▶ [EXERCISE AIM]: Word for word, repeat the data; no picture should appear in the result.

STORED DATA START

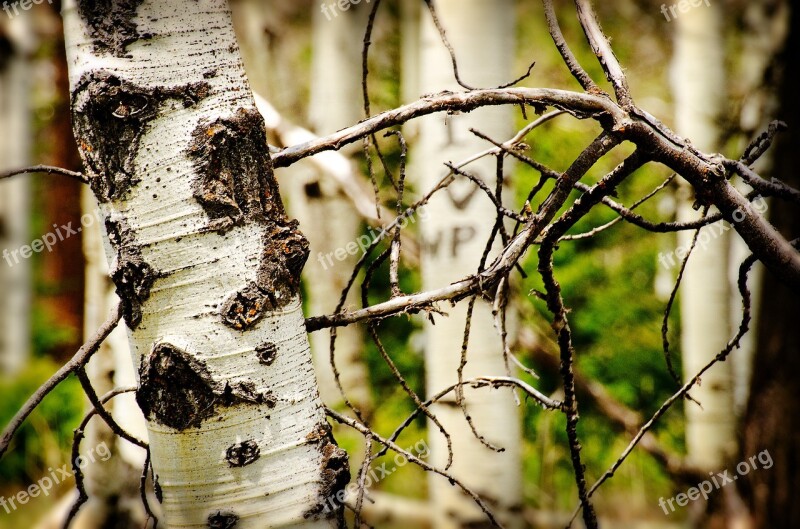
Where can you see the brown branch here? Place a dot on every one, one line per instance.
(76, 362)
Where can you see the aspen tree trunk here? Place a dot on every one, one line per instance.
(15, 194)
(698, 81)
(328, 219)
(112, 485)
(454, 238)
(331, 219)
(766, 28)
(206, 263)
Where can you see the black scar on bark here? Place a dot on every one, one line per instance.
(222, 520)
(277, 280)
(111, 24)
(335, 473)
(178, 391)
(242, 454)
(267, 352)
(235, 182)
(235, 186)
(132, 275)
(109, 116)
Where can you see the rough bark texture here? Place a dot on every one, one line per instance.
(206, 263)
(771, 419)
(15, 196)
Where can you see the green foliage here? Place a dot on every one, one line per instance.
(45, 438)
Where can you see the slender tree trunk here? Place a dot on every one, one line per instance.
(112, 485)
(771, 426)
(331, 220)
(15, 194)
(206, 264)
(452, 247)
(699, 78)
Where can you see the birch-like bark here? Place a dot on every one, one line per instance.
(206, 263)
(454, 231)
(698, 79)
(15, 195)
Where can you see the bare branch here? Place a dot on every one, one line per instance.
(49, 169)
(76, 362)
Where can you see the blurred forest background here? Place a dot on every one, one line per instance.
(615, 283)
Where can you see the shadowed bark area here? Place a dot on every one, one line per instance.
(771, 420)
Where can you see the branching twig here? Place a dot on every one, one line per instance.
(76, 362)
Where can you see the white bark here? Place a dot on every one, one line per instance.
(330, 220)
(454, 232)
(15, 197)
(698, 79)
(763, 38)
(205, 262)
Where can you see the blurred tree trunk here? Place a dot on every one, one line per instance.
(206, 264)
(16, 47)
(698, 82)
(771, 420)
(451, 249)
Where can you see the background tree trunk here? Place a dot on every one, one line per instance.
(451, 249)
(206, 264)
(16, 46)
(770, 422)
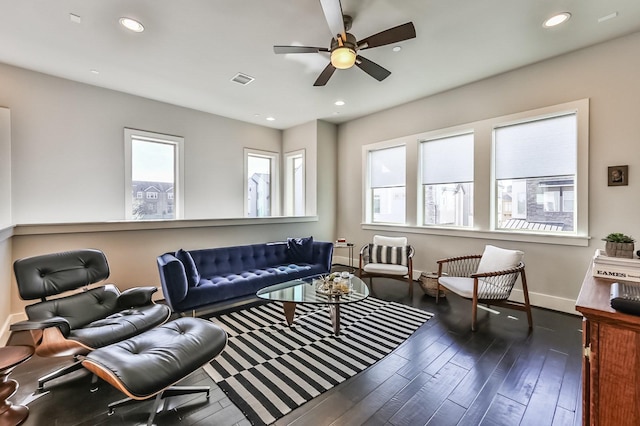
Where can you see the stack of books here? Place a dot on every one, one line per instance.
(617, 268)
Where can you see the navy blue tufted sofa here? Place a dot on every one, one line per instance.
(226, 275)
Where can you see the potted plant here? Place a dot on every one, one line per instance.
(619, 245)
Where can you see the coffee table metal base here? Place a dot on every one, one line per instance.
(334, 313)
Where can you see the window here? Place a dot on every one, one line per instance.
(262, 182)
(295, 183)
(153, 164)
(536, 163)
(386, 195)
(447, 181)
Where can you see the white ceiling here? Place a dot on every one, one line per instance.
(191, 49)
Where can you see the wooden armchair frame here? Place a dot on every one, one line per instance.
(364, 259)
(490, 288)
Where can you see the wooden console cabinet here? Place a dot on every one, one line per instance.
(611, 362)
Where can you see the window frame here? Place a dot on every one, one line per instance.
(178, 168)
(289, 182)
(436, 136)
(274, 184)
(368, 197)
(581, 191)
(484, 178)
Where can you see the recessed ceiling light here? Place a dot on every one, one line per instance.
(556, 19)
(607, 17)
(132, 25)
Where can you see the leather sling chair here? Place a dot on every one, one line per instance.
(76, 323)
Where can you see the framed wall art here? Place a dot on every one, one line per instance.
(618, 175)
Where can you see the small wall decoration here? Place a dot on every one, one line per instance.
(618, 175)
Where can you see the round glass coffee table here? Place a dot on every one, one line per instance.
(305, 290)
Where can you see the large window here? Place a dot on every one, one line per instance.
(262, 182)
(518, 177)
(153, 175)
(535, 171)
(294, 182)
(387, 194)
(447, 181)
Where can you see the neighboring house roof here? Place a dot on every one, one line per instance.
(534, 226)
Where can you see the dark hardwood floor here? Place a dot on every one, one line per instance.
(444, 374)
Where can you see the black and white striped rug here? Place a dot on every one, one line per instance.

STORED DATA END

▶ [THE COMPLETED TASK]:
Where can you see the brown branch here? Place a dot on every one, one line per instance.
(76, 362)
Where can you see the aspen tree trunk here? Place a dot on every one, one line per instance.
(15, 194)
(698, 81)
(328, 219)
(112, 485)
(454, 238)
(331, 219)
(766, 28)
(206, 263)
Where can you see the black scar on bark here? Place a dot on every one, one line per instance.
(222, 520)
(277, 280)
(111, 24)
(335, 473)
(178, 391)
(242, 454)
(267, 352)
(235, 182)
(235, 186)
(132, 275)
(109, 116)
Where can you see the rough bark texture here? Place a dot on every one, one line per instance.
(206, 263)
(771, 419)
(15, 196)
Where can you see the green foliage here? Place a dot on every one, one line per instance.
(45, 438)
Where can you see the slender tree trunk here? Place a dot on every one, one line per instance.
(112, 485)
(771, 426)
(331, 220)
(15, 194)
(206, 264)
(452, 247)
(699, 78)
Where can you see the birch-like bark here? Place a dot on every one, one line per instance.
(206, 263)
(454, 231)
(698, 79)
(15, 195)
Where can you see the bare branch here? Place a dot on every one, one line per instance.
(49, 169)
(76, 362)
Where can you see the blurred forest background here? Place a dot on every one, one line per instance.
(615, 283)
Where can you see the shadowed bark area here? Place a dot on every one, one line per instance.
(771, 420)
Where can you see the branching twig here? Place a dot on every one, one line per instance.
(76, 362)
Where can you see the white bark here? Place a dot on every one, one line per instance.
(330, 220)
(454, 232)
(15, 197)
(698, 79)
(763, 38)
(205, 262)
Where can you see the blurred tree trunk here? Place a dot on every one, one line per instance.
(206, 264)
(16, 47)
(698, 82)
(771, 420)
(451, 249)
Where can you see the background tree trunk here? Place a dot on every one, one line per instance.
(451, 249)
(206, 264)
(16, 46)
(770, 422)
Where can you see the stack of books here? Place a dot on every one, one line per instance.
(617, 268)
Where can you see the navy blue tufted sofa here? Place a dot on every one, one line per instance.
(226, 275)
Where can you see the potted plant here? Place a dot on every one, one line per instance.
(619, 245)
Where can you see the coffee table metal base here? Place a dot on every one, one line per instance.
(334, 313)
Where can you see the window here? Place a dot on every one, one line per instance.
(262, 182)
(295, 183)
(153, 164)
(536, 163)
(386, 195)
(447, 181)
Where can you see the white ceiling here? Place a dot on every one, one line per instance.
(191, 49)
Where can you see the wooden armchair frame here? Place a dot on every one, one line per instance.
(364, 259)
(490, 288)
Where can you see the wooden console cabinet here? Place a dot on every one, one line per instance.
(611, 362)
Where can you see the window frame here? Place a dot on every one, one line per instance.
(178, 168)
(289, 182)
(436, 136)
(274, 184)
(368, 197)
(581, 191)
(484, 178)
Where can you see the recessed ceiling light here? Place a dot on every one, one line per instance.
(556, 19)
(607, 17)
(132, 25)
Where can you see the leather sling chair here? Place a dot on every one, one line per instance.
(76, 323)
Where can you see the framed wall art here? Place a dot on every one, one line per instance.
(618, 175)
Where can you see the small wall decoration here? Place a dot on every one, one line per instance.
(618, 175)
Where can you see the round glass coffee table here? Place a dot on every one, one line per instance.
(305, 290)
Where can you see the large window here? Place a dot on every one, one line per instance.
(262, 182)
(518, 177)
(153, 175)
(535, 171)
(294, 182)
(387, 194)
(447, 181)
Where can you see the neighboring house roof here? Place a dot on every one, one line per instance.
(534, 226)
Where can you see the dark hardwood floor here? Place a dot on every one, one line per instance.
(444, 374)
Where can you see the black and white striped rug here? Place a dot on every one, one line per instance.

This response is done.